■ Tekstfragment:
************

Ik zie dus het probleem niet van Jos Joosten. Wel vind ik het jammer dat hij de belangrijkste reden vergeet te noemen dat de lectuur van mijn stuk hem stijgend ongemak bezorgde, namelijk het feit dat de persklaarmaker in kwestie en hij bevriend zijn. Natuurlijk bescherm je je vriend en kom je in het geweer! Waarom dat verzwijgen?
Jos Joosten zegt
Dat ik de redacteur in kwestie heel goed ken heb ik niet genoemd omdat het niet ter zake doet. Het gaat mij om het m.i. oneigenlijke betoog waarover ik ook had geschreven als het om een andere (of anonieme- wat wél kieser was geweest) redacteur was gegaan of een andere auteur dan Henkes (die ik, zoals ik ook schrijf, als vertaler en polemist hogelijk acht).
Frank Mutsaers zegt
…bedacht hij dat hij er nog een ‘eindredacteur’ door de tekst heen moest, een heel goeie volgens hem, die bovendien mijn pamflet Contra de persklaarversmurfers met veel plezier had gelezen. En zich er iets van aangetrokken had?
Ik denk dat hier de frustratie zit van meneer Henkes. En dat begrijp ik helemaal.
De opmerking van de eindredacteur “welke lezer kan er nou in hemelsnaam Russisch?’ zou bij mij ook alle stoppen laten springen. Zelfs al zou je er Russisch voor moeten kunnen (Henkes zegt dat dat zelfs niet nodig is om charmsiaans te vertalen) dan is het weghalen gewoon dorknoperij.
En als je zijn pamflet hebt gelezen dan weet je dat je met een eigenwijze schrijver te maken hebt en zou ik als redacteur me beperken tot dt-foutjes en ander klein ongemak. En me verre houden van nutteloze regels zoals die over de komma.
Nog een voorbeeld waar ik vierkant achter meneer Henkes sta:
Bij het rijm kiek eens – kiekens, dat ik zelf wel leuk gevonden vond, tekent hij zelfs aan ‘maar het rijm deugt van geen kant’.
Wat zou u doen als uw redacteur dat erbij schreef? Rustig blijven of denken dat u een andere redacteur moet gaan zoeken?
Het probleem is niet een eindredacteur maar een eindredacteur die zich gedraagt als een persklaarversmurfer.

************

■ Aangeleverd materiaal:
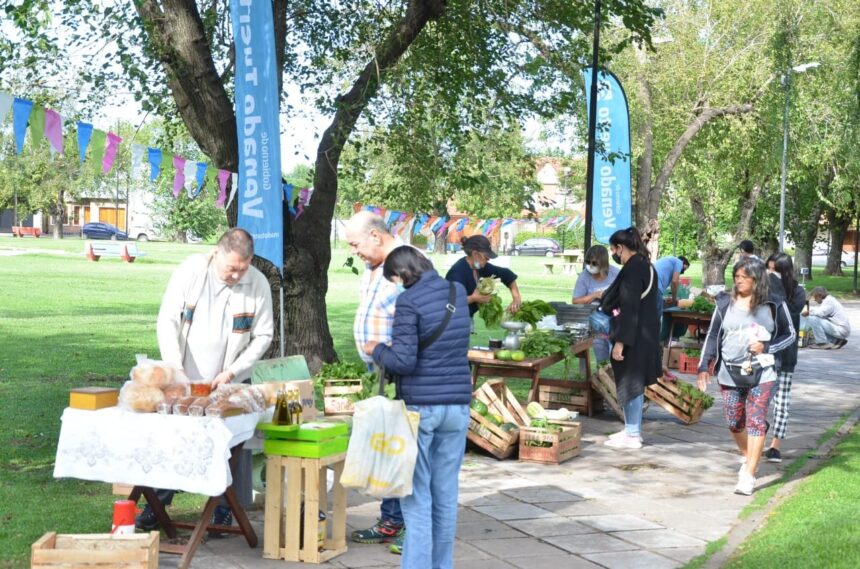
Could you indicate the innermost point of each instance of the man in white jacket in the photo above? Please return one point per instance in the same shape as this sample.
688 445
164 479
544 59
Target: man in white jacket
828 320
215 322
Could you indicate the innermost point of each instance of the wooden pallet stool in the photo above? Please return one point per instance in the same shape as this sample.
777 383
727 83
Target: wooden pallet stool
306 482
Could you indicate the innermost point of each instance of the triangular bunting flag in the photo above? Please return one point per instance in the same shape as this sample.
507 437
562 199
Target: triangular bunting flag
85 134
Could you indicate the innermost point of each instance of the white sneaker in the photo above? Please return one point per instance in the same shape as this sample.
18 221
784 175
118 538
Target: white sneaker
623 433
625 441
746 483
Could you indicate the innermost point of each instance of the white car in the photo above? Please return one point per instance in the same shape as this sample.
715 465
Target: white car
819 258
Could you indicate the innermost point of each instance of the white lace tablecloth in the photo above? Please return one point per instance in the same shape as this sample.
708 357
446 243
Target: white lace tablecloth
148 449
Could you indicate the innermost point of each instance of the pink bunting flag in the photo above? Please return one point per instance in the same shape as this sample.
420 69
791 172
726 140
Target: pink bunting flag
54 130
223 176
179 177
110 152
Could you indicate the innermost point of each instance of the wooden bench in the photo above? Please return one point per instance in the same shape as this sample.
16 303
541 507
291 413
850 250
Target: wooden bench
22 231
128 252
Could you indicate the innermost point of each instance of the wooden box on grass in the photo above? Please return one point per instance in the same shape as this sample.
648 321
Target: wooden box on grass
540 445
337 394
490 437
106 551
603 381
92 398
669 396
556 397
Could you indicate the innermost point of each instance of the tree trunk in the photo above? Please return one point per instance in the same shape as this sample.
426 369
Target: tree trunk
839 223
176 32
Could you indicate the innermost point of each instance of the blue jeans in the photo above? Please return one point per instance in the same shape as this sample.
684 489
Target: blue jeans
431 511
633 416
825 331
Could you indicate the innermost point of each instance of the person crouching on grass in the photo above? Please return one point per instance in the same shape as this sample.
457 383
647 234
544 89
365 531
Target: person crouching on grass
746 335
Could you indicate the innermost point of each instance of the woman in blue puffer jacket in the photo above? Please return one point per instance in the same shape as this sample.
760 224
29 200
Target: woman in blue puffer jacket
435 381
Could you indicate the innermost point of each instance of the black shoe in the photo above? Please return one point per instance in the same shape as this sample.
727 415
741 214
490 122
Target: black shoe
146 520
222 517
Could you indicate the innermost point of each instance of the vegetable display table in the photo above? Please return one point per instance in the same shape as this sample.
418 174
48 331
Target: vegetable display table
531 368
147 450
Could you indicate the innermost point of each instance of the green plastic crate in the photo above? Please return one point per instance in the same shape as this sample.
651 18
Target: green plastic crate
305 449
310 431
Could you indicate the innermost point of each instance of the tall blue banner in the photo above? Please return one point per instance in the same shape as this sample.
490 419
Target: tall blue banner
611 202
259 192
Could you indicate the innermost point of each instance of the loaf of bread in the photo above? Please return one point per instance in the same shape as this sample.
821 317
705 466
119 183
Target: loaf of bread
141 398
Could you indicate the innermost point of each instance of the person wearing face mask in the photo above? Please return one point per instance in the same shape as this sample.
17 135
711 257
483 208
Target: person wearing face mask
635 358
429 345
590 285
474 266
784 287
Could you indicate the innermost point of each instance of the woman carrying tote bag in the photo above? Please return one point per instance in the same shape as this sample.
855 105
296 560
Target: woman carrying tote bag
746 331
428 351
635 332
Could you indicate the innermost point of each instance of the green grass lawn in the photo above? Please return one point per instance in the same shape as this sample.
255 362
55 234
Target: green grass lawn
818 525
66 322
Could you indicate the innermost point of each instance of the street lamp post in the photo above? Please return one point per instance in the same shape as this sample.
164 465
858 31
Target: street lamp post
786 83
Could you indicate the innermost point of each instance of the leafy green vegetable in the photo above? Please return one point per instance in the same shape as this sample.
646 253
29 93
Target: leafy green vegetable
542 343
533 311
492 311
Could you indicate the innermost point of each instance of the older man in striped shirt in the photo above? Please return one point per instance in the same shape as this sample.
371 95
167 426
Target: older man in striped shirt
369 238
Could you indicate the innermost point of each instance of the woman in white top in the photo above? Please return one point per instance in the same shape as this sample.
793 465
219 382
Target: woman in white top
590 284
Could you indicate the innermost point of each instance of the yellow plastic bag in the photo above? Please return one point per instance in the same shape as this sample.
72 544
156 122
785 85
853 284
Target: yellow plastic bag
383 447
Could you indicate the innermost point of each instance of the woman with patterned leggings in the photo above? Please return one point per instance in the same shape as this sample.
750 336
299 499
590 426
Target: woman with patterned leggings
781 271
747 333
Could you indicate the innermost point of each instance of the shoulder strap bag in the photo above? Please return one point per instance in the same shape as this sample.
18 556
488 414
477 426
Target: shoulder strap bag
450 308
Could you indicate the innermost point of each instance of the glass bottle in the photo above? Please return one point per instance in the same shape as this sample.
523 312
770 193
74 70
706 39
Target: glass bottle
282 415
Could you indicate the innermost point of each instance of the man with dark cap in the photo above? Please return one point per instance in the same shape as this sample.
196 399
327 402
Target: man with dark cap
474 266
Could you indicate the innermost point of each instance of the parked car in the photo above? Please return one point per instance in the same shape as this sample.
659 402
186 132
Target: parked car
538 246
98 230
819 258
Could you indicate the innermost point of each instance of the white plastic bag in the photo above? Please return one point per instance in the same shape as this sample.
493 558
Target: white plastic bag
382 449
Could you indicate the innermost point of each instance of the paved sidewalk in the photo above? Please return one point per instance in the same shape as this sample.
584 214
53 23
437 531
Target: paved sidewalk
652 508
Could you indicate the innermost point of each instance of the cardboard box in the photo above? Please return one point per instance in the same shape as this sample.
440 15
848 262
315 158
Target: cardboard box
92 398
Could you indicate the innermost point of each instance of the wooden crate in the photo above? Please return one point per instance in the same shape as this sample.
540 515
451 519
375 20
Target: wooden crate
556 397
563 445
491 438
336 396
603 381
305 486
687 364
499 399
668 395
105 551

************

■ Opdrachten:
1. Schrijf de rijen opnieuw uit, vragen inbegrepen: begin bij de regel met "the man with" en stop na de laatste rij. Tel daarbij 127 op bij elk getal van de antwoordcoördinaten, maar laat de voorbeeldpunten bij de vragen zoals ze zijn.
2. Zet de discussie over de eindredacteur van Henkes voort na de laatste reactie.

■ Antwoorden per opdracht:
1.
Could you indicate the innermost point of each instance of the man with dark cap in the photo above? Please return one point per instance in the same shape as this sample.
196 399
327 402
Target: man with dark cap
601 393
Could you indicate the innermost point of each instance of the parked car in the photo above? Please return one point per instance in the same shape as this sample.
659 402
186 132
Target: parked car
665 373
225 357
946 385
Could you indicate the innermost point of each instance of the white plastic bag in the photo above? Please return one point per instance in the same shape as this sample.
493 558
Target: white plastic bag
509 576
Could you indicate the innermost point of each instance of the paved sidewalk in the photo above? Please return one point per instance in the same shape as this sample.
584 214
53 23
437 531
Target: paved sidewalk
779 635
Could you indicate the innermost point of each instance of the cardboard box in the photo above? Please return one point per instance in the same shape as this sample.
440 15
848 262
315 158
Target: cardboard box
219 525
Could you indicate the innermost point of each instance of the wooden crate in the photo above? Please return one point per instance in the same shape as this sample.
540 515
451 519
375 20
Target: wooden crate
683 524
690 572
618 565
463 523
730 508
432 613
814 491
626 526
795 522
232 678

2.
Martijn Benders zegt
“bij voorbeeld” -> “bijvoorbeeld”: Dit is de correcte spelling van het woord.
Jaap van den Born zegt
“Wat zou u doen als uw redacteur dat erbij schreef?”
kiek eens – kiekens rijmt niet.
Dat klopt. Ik zou de redacteur dankbaar zijn dat hij me er op wees en het simpel wijzigen, met behoud van de vondst, in:
kiek ‘ns – kiekens, wat wél rijmt.
Jona Lendering zegt
Ik neem de gelegenheid te baat mijn redactrice bij uitgeverij Omniboek even te prijzen. Ik rond momenteel een boek af. Ik weet hoe belangrijk redacteurs en persklaarmakers zijn. Alle lof dus.
En inderdaad, je valt de mensen die je helpen nooit publiekelijk af.
(Dat ik mijn redactrice niet bij naam en toenaam noem, is omdat ik vermoed dat ze het niet op prijs stel. Maar het is een topwijf.)
Robbert-Jan Henkes zegt
Dat wil zeggen: Sjjt, laat niemand het horen? Hou het in godsnaam onder de pet? Deze aanhoudende vereenheidsworsting? Deze idiote gewoonte om regeltjesneukers op teksten los te laten? Vooral geen namen noemen? Denk je werkelijk dat het uitmaakt wie zich achter de namen verschuilen? Denk je werkelijk dat er goeie en slechte zijn? Dat niet het hele idee van regels en correcte spelling en van verzorgd Nederlands op de schop moet? Nee, vooral *kies* blijven, daar heb je wat aan.
Ronald V. zegt
Er zijn zakelijke teksten en literaire. Met name zakelijke teksten hebben veel baat bij een redacteur. Zo’n redacteur kan ook een docent zijn. Zelf heb ik zo enige baat gehad van mijn docenten.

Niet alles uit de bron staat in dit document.